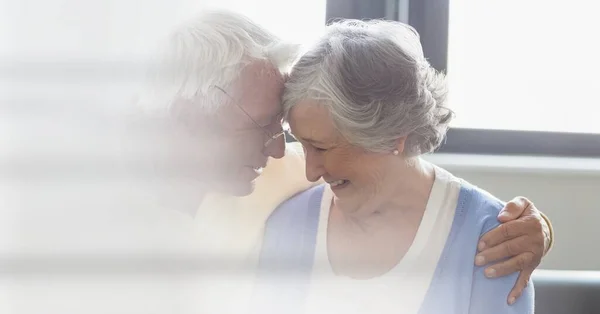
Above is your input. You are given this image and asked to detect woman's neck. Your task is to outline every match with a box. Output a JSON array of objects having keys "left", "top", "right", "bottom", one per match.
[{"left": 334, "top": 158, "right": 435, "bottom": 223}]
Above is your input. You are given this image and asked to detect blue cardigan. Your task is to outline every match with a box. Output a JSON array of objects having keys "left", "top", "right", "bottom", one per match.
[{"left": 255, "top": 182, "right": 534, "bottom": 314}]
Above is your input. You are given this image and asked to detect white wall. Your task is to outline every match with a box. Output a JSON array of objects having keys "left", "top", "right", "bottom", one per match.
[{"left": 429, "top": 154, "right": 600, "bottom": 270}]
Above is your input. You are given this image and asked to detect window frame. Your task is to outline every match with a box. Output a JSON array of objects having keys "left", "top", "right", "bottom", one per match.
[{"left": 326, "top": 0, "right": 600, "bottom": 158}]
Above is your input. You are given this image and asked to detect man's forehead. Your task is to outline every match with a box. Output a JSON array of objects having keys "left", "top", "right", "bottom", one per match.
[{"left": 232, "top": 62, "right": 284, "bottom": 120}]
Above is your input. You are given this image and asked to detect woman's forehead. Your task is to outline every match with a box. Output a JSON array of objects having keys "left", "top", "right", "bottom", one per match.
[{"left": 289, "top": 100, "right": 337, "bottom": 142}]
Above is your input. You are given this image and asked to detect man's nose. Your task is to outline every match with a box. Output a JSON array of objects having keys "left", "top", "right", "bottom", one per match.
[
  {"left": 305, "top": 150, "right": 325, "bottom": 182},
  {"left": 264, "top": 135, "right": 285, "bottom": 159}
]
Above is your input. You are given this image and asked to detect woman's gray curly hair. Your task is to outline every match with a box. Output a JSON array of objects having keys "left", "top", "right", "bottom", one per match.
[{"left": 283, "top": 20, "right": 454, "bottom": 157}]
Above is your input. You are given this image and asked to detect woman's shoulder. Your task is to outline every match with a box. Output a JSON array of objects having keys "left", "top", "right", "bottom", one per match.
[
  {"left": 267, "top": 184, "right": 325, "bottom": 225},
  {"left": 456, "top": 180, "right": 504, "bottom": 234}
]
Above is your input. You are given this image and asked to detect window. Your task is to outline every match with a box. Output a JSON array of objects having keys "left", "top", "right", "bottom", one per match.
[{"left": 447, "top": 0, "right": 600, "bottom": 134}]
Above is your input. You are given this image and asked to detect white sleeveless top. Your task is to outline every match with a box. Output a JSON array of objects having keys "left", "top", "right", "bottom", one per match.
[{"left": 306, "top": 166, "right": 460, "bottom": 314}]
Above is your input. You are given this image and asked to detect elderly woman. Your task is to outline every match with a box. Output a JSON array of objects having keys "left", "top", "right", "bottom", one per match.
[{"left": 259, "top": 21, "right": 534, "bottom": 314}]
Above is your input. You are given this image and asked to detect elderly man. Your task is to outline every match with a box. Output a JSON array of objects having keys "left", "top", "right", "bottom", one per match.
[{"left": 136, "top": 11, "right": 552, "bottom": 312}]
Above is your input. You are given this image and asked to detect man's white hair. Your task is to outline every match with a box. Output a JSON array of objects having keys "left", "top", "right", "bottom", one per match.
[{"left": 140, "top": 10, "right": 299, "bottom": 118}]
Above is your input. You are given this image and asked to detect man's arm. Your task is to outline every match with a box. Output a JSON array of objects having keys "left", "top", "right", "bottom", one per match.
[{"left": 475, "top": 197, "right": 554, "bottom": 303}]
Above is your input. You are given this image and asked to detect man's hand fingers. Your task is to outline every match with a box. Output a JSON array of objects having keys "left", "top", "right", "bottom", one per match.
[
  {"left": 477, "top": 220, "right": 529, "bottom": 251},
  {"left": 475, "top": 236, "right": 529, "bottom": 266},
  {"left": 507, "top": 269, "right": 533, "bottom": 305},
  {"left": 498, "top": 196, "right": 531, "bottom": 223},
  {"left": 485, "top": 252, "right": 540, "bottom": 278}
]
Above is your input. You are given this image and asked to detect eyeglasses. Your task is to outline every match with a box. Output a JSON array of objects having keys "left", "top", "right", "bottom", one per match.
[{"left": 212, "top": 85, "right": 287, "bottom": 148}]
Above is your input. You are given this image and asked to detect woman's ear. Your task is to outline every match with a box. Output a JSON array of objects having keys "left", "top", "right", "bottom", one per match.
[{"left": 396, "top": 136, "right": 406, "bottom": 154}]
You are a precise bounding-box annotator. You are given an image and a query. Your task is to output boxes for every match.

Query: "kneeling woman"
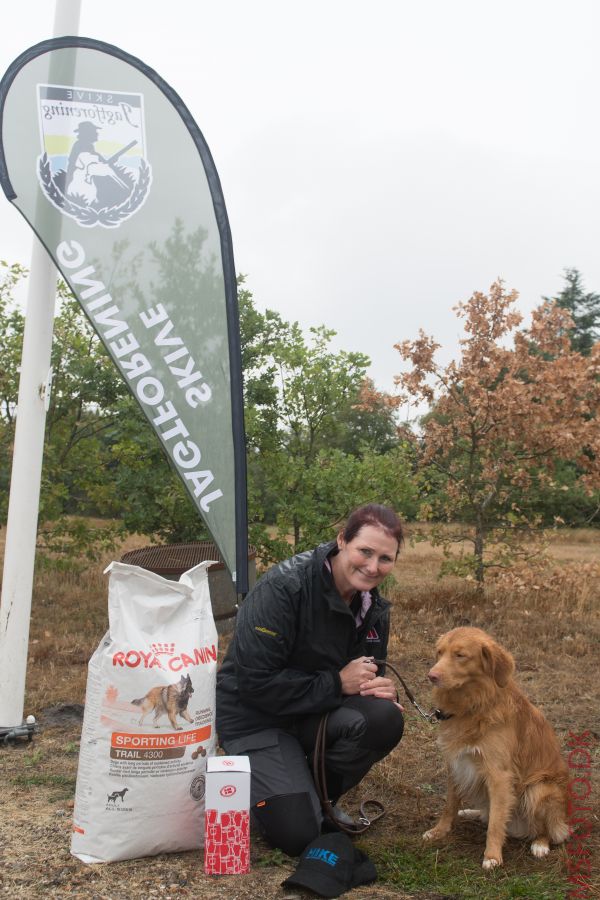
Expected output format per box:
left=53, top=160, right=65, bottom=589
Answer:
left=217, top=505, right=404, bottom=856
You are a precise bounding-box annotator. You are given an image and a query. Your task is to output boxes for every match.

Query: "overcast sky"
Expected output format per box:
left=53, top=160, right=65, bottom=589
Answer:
___
Given instruction: Pick out and copy every line in the rows above that contains the word "window". Case counts when matching.

Problem solution:
Above is your input. You are given this image and asked to detect window frame. Your task is to outline every match with a box. Output a JSON array of objects having keys "left", "top", "right", "bottom", one per match.
Above is your input. You are given this image and asked to detect window. Your task is to outline every match with a box. Output a JSON array of objects having keys "left", "top", "right", "bottom", one per match.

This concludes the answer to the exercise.